▶ [The task]
Report every line of the items below that contains the string "white", copying each line in full.

▶ [Items listed in a dataset]
▼

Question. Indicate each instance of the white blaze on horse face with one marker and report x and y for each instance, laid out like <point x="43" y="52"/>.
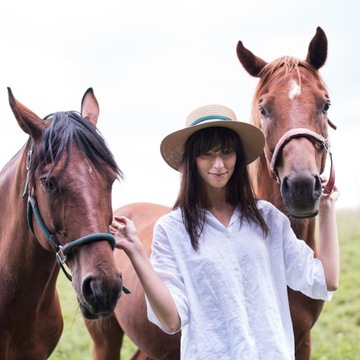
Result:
<point x="295" y="89"/>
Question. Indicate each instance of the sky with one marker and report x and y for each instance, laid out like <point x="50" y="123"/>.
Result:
<point x="151" y="63"/>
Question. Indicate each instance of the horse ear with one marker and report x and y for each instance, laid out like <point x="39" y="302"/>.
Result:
<point x="317" y="51"/>
<point x="89" y="106"/>
<point x="27" y="120"/>
<point x="252" y="64"/>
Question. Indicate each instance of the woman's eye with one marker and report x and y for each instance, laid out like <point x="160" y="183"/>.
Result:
<point x="48" y="183"/>
<point x="262" y="111"/>
<point x="227" y="151"/>
<point x="326" y="107"/>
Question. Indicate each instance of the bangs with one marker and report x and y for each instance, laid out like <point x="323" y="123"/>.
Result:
<point x="214" y="138"/>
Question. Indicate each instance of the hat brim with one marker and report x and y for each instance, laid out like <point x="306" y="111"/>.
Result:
<point x="252" y="138"/>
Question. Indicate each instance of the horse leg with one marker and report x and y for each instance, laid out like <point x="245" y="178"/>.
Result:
<point x="139" y="355"/>
<point x="107" y="338"/>
<point x="304" y="313"/>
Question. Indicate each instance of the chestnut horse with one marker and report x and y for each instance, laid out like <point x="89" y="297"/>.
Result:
<point x="290" y="106"/>
<point x="56" y="208"/>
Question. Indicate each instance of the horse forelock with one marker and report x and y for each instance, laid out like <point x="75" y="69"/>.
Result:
<point x="282" y="68"/>
<point x="68" y="129"/>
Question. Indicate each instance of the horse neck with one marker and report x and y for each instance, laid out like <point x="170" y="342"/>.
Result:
<point x="267" y="188"/>
<point x="23" y="259"/>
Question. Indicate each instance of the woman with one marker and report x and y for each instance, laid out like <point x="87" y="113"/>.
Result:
<point x="221" y="259"/>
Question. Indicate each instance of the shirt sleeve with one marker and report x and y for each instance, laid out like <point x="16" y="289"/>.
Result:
<point x="165" y="265"/>
<point x="304" y="272"/>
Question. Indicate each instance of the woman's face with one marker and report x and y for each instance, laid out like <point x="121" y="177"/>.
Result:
<point x="216" y="167"/>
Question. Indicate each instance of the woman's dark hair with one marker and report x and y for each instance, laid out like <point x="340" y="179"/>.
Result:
<point x="192" y="197"/>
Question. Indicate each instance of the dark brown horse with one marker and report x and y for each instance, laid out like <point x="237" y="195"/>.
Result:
<point x="290" y="106"/>
<point x="55" y="196"/>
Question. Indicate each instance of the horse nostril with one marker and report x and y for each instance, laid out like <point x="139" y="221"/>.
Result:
<point x="318" y="185"/>
<point x="101" y="295"/>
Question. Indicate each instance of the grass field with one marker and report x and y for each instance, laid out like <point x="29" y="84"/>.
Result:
<point x="336" y="335"/>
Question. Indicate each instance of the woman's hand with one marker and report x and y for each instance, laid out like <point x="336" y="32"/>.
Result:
<point x="124" y="231"/>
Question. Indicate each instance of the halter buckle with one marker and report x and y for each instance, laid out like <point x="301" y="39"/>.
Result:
<point x="60" y="256"/>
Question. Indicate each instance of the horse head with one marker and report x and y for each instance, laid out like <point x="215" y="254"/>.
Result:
<point x="70" y="173"/>
<point x="291" y="106"/>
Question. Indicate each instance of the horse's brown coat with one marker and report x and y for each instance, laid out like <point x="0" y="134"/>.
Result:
<point x="73" y="202"/>
<point x="300" y="165"/>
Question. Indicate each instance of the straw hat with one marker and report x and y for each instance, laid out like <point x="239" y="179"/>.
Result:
<point x="252" y="138"/>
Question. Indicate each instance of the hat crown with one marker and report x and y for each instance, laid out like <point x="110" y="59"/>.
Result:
<point x="210" y="113"/>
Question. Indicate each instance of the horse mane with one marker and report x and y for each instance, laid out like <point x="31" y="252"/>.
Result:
<point x="283" y="66"/>
<point x="65" y="130"/>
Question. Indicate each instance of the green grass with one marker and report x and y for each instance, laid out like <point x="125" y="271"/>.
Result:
<point x="336" y="335"/>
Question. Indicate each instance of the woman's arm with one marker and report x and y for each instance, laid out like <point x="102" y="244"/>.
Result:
<point x="157" y="293"/>
<point x="328" y="247"/>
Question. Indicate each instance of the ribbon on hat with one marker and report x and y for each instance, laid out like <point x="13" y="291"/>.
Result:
<point x="209" y="117"/>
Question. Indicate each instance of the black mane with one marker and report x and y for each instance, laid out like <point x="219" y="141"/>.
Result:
<point x="65" y="130"/>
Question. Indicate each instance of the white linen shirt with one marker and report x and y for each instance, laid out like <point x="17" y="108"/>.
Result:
<point x="231" y="294"/>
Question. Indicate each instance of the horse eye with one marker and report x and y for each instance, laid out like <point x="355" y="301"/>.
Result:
<point x="48" y="183"/>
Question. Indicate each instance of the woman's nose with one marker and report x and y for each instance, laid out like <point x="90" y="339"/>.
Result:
<point x="218" y="161"/>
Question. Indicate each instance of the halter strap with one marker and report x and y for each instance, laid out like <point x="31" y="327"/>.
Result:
<point x="303" y="132"/>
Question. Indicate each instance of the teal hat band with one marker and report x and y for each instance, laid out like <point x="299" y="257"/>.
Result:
<point x="209" y="117"/>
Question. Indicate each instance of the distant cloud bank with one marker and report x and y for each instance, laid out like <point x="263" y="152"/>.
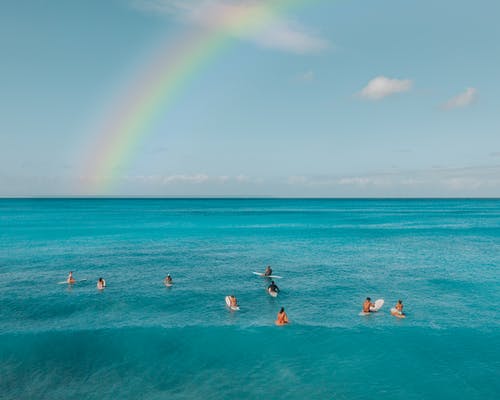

▲

▶ [Expected output]
Question. Indicate each instance of the white blaze on horse face with one marker and report x and y for each instance, laid out like <point x="43" y="52"/>.
Question. Indicate each instance of the white linen shirt with one marker and report x and y for each instance, laid out like <point x="17" y="108"/>.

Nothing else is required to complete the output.